• Work required:
Report back every line below that carries the word "ceiling".

Dataset entries:
*** Begin section ***
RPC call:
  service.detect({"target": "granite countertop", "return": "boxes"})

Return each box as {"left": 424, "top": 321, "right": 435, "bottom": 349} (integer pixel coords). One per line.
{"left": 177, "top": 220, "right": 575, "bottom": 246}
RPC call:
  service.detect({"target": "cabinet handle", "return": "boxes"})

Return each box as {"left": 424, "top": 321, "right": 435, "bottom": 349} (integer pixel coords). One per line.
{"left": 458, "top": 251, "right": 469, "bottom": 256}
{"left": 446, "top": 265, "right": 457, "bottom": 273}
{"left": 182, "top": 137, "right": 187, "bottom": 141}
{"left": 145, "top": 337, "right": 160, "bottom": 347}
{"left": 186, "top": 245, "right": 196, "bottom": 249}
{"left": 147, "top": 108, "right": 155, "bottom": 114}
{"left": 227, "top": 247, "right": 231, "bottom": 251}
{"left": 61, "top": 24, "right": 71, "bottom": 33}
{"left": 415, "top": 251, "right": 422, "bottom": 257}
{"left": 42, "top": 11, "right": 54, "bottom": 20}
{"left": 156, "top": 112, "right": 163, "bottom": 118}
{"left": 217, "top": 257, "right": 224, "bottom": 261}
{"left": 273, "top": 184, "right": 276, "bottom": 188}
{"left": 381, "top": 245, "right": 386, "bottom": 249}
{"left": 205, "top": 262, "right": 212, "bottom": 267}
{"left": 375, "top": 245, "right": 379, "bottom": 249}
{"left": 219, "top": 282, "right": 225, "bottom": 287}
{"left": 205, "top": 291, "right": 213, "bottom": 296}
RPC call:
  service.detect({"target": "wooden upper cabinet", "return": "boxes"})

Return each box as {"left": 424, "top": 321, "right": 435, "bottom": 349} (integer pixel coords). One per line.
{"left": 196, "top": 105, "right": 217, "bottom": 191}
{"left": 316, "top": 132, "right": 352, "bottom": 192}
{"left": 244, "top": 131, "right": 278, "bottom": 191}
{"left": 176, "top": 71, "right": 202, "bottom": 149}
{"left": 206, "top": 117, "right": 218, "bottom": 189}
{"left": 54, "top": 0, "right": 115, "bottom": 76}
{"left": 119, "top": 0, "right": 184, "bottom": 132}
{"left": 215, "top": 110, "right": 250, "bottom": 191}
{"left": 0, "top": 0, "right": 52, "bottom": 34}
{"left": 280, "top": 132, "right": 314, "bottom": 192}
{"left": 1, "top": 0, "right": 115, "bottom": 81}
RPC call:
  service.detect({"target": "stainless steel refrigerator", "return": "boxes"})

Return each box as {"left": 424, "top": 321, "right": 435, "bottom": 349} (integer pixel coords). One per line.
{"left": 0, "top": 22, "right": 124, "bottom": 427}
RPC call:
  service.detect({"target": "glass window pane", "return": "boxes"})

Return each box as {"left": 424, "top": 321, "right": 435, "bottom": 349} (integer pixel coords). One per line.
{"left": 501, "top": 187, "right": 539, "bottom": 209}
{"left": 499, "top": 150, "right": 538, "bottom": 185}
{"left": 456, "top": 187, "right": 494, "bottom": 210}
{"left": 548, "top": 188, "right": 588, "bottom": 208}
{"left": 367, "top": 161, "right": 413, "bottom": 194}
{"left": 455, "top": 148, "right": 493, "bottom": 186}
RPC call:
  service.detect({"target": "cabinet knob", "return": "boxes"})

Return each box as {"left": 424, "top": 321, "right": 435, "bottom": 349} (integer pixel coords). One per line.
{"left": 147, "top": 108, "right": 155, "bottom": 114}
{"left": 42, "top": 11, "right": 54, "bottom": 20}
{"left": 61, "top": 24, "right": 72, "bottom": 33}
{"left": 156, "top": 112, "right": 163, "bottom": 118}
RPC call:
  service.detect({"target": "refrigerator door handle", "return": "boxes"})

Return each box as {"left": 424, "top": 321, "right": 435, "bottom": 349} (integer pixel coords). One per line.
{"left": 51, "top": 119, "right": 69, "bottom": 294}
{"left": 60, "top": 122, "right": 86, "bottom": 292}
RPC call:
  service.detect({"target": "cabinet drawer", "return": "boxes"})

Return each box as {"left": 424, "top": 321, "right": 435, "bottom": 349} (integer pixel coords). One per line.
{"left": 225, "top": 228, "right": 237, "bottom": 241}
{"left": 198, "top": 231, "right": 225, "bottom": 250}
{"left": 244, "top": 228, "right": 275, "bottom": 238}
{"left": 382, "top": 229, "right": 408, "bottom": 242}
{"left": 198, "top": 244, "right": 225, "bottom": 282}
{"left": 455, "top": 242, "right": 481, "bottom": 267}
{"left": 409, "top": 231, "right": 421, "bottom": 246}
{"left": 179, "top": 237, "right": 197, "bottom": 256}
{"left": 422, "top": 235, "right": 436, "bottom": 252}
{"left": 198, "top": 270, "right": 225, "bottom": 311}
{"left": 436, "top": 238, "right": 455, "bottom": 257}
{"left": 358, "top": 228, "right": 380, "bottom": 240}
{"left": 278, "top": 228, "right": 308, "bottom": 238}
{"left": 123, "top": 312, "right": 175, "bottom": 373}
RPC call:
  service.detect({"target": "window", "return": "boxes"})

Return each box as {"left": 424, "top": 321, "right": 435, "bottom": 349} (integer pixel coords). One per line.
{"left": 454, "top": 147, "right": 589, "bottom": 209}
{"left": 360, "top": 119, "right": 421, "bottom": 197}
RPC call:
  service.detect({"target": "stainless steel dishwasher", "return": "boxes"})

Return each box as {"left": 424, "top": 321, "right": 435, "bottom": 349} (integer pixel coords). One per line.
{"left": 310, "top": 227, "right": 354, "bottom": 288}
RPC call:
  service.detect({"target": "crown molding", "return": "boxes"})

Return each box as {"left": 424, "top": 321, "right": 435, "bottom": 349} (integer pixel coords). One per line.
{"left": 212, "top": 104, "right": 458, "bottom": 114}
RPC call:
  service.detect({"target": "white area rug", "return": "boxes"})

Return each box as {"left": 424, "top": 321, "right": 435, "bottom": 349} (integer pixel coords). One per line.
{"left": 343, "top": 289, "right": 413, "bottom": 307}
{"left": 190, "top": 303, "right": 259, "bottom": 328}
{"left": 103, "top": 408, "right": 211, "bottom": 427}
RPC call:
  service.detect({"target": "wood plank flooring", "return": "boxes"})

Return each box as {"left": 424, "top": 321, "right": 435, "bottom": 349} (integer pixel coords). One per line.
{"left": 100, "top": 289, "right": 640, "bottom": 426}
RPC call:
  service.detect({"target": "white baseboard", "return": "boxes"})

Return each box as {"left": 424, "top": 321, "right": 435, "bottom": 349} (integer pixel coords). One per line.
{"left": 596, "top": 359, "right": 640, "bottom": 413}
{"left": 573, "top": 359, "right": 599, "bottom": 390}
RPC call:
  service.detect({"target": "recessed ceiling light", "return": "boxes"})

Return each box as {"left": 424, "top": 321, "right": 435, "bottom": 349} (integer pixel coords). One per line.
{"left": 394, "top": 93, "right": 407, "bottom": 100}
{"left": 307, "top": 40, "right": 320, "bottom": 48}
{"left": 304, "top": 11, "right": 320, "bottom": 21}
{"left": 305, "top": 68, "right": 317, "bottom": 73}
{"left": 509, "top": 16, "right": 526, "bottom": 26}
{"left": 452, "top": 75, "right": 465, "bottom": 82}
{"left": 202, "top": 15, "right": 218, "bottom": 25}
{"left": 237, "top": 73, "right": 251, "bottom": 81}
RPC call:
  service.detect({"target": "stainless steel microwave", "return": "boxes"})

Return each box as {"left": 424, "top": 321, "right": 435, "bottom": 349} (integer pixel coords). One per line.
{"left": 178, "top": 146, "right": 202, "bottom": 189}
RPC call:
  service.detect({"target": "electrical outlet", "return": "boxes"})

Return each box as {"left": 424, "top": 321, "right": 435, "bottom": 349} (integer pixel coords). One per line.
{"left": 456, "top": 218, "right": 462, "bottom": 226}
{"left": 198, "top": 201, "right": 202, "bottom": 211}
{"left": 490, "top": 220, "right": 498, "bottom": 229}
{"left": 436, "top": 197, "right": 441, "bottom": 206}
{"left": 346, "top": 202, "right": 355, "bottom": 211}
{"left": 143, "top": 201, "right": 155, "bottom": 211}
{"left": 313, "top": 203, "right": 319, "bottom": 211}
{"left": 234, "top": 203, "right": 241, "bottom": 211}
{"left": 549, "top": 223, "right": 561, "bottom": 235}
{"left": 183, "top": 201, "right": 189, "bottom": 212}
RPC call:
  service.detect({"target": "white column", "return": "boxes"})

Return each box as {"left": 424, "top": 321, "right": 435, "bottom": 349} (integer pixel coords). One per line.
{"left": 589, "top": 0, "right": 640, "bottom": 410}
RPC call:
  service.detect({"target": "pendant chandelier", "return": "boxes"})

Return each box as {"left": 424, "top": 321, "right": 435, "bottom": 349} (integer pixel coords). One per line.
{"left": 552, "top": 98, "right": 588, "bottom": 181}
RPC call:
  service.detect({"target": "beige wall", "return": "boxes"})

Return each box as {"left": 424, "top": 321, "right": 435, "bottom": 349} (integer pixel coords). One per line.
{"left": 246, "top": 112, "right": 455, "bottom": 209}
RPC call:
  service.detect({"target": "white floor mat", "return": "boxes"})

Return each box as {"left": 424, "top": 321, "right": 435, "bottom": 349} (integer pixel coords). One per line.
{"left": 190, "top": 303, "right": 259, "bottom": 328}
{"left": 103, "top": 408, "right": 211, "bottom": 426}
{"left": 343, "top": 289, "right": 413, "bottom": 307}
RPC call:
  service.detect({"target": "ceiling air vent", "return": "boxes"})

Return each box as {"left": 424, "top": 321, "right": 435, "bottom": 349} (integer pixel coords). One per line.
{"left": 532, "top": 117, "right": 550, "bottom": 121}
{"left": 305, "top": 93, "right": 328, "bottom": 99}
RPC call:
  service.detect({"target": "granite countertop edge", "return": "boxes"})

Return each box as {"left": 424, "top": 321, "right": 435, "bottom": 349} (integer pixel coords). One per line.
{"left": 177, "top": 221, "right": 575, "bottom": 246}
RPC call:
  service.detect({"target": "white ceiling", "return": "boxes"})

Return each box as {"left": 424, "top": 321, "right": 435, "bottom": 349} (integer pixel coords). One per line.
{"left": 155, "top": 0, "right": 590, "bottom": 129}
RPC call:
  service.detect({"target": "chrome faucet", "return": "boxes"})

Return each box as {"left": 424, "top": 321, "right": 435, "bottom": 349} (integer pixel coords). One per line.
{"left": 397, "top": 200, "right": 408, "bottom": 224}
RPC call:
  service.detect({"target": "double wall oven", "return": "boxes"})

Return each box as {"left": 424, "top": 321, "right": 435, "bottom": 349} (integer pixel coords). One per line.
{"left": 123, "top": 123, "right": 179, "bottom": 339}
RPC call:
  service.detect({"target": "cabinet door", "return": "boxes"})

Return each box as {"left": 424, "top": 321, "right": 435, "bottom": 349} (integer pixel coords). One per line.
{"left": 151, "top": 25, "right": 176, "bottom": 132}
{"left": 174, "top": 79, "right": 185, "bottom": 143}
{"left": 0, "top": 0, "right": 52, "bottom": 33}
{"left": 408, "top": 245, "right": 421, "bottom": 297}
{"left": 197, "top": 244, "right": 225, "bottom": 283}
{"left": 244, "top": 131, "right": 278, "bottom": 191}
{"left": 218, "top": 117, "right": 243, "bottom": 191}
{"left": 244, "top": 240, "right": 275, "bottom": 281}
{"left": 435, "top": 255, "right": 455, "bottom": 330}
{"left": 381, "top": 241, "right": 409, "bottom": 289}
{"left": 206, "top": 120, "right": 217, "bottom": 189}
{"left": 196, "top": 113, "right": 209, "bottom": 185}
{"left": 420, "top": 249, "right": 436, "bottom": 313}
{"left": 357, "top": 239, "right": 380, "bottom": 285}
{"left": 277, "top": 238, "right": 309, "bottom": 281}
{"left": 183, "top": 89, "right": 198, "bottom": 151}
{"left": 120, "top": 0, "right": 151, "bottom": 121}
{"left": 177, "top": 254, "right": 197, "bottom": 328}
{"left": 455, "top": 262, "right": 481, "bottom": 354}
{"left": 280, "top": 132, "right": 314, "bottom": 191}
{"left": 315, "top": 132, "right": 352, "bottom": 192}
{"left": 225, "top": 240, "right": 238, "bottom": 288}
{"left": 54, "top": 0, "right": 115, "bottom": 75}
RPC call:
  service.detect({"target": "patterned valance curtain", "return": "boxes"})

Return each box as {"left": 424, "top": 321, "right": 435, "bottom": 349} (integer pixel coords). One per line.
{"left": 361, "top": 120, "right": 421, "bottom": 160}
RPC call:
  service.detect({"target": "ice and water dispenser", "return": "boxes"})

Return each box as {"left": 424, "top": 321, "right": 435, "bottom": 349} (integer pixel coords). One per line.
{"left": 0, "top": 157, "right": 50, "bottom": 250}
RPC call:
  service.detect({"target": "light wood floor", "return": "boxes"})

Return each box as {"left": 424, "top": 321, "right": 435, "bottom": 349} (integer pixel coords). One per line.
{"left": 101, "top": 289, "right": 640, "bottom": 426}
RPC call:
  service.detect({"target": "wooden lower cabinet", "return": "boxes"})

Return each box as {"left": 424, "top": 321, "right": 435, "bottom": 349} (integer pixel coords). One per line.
*** End section ***
• Answer section:
  service.detect({"target": "recessed ceiling light", "return": "boxes"})
  service.detect({"target": "ceiling air vent", "return": "boxes"})
  service.detect({"target": "white ceiling", "return": "boxes"})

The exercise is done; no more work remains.